Selected excerpt:
The eighth season of The Office received mixed reviews. While some critics felt that the show was still humorous in its eighth year, many others argued that the program should have ended after the departure of Steve Carell. The A.V. Club reviewer Myles McNutt criticized Robert California's role, noting that he is a character that "the narrative reacts to as opposed to something actually involved in the narrative". Alan Sepinwall of HitFix criticized Ed Helms' comedic performance as manager (calling him "a softer version of Michael Scott"), as well as the toning down of Robert California from his appearance in the show's seventh season's finale, "Search Committee". Sepinwall also expressed disappointment that many of the supporting characters were seemingly transformed into mere caricatures of their former selves. He stopped reviewing a majority of the Season 8 episodes since "Pam's Replacement", due to his distaste for the series. Time writer James Poniewozik also criticized the choice of Andy as manager, instead arguing that Jim should have gotten the job so the series could have been more ensemble-oriented. New York named Andy Bernard one of the most annoying TV characters of 2011. Matt Zoller Seitz from New York wrote, "Fact is, the show's first post-Steve Carell year has been a mess, at times bordering on a disaster", although he did write, "Nevertheless, I still adore these characters, even when the writing doesn't do them justice." McNutt gave the season a "C" grade overall, writing that the season finale, "Free Family Portrait Studio" was "a disheartening conclusion to the show's worst season, offering little optimism to sustain our already dwindling enthusiasm over the summer months."

Outline items
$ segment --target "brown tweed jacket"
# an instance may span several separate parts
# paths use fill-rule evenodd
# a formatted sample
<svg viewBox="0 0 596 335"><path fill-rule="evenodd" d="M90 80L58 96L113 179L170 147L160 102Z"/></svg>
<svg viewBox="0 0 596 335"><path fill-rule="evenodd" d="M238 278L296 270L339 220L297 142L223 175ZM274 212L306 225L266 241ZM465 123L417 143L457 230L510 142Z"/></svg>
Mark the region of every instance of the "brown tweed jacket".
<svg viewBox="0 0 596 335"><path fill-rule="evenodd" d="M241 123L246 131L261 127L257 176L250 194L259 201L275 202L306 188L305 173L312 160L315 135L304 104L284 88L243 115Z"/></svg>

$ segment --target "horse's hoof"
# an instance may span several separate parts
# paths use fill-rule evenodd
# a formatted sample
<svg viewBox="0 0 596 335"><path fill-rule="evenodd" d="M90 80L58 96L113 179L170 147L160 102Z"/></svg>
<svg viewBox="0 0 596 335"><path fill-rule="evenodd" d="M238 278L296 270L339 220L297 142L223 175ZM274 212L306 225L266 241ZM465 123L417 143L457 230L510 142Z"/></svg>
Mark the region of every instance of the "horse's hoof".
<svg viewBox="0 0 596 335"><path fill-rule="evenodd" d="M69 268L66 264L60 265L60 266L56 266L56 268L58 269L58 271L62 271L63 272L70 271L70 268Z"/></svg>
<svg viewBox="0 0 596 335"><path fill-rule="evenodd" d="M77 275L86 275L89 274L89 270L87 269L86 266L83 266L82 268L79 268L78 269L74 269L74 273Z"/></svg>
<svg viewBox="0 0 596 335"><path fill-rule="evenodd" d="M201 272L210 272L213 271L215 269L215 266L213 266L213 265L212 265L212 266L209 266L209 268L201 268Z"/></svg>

==

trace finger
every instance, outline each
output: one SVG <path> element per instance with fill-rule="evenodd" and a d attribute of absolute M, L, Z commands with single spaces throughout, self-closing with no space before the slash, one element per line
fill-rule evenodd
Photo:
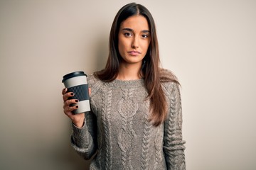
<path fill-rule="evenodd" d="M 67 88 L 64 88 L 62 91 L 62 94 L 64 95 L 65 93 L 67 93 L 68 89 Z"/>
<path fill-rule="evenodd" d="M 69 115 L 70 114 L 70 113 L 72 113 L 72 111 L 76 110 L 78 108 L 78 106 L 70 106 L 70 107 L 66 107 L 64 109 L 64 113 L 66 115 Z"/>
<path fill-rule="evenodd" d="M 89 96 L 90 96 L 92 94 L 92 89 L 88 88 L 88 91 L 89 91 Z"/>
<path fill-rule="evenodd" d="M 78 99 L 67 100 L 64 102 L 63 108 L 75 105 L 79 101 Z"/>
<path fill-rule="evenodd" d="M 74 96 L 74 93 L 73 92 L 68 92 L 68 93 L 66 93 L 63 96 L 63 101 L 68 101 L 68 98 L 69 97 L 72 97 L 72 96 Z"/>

Tasks and exercises:
1) Answer these questions from the text about The Office's eighth season:
(a) What overall grade did Myles McNutt give the season?
(b) Which publication named Andy Bernard one of the most annoying TV characters of 2011?
(c) What was the title of the season finale?
2) According to the text about The Office's eighth season, why did James Poniewozik think Jim should have been made manager instead of Andy? Answer in one to three sentences.
3) Resume the text about The Office's eighth season, picking up right after its final sentence.
These items have no connection to the text about The Office's eighth season.

Responses in order:
1)
(a) A "C" grade.
(b) New York.
(c) "Free Family Portrait Studio".

2) Poniewozik argued that giving Jim the job would have let the series be more ensemble-oriented.

3)
Bret Fetzer of Amazon.com wrote that "it's best to approach this season as if it were a completely new series". He felt that it is unfair to compare the quality of this season to that of past seasons because "the series' previous heights were so very high". However, he called the year "uneven", because episodes would range from putting "Andy into Michael Scott-ish situations" to "seek[ing] out new angles on the well-established web of interpersonal conflicts". This vacillation between extremes meant that the episodes "sometimes" work. Matt Zoller Seitz of Salon considered the post-Michael Scott era of The Office "warmer and more reflective". He also praised the decision of Andy as a manager, and he highlighted Ed Helms and Craig Robinson's performances in "Lotto", arguing that they represented the "subtlest, deepest acting to date [on The Office]". He also selected "Lotto" as the best episode of the season. Hank Stuever of The Washington Post named the series the tenth-best series of 2011, specifically praising the actors' ability in "Mrs. California" to deliver cringe humor without Carell. TV Guide named it an honorable mention on their list of the best TV shows of 2011. Price Peterson from TV.com called the series "still one of the best shows on TV" and argued that, while "Season 8 definitely wasn't the show's best", the season "sneaked in some genuinely great jokes, new characters, and affecting plotlines." Despite the lackluster reviews many of the episodes received, many critics praised Ellie Kemper's performance as Erin Hannon. McNutt noted that "regardless of how down I was on this or any other episode, Ellie Kemper really has been tremendous all season." In addition, Kemper's performance in the episodes "Spooked," "Christmas Wishes," "Pool Party," and "Special Project," in particular, were praised by critics.
In retrospect, many members of the cast and crew felt that the season was not the show's best. Rainn Wilson said that the season made some mistakes "creatively"; for instance, he argued that the chemistry between Spader and Helms was "a bit dark" and that the show should have gone for a "brighter and more energized" relationship. Brian Baumgartner felt that the show "stayed status quo [with the previous year], but without a key piece" and "didn't make a firm decision" on the direction it was headed. Ben Silverman, one of the show's producers, said that "it didn't have the sense of purpose and focus" that the next season would have.
In the following table, "U.S. viewers (million)" refers to the number of Americans who viewed the episode on the night of broadcast. Episodes are listed by the order in which they aired, and may not necessarily correspond to their production codes.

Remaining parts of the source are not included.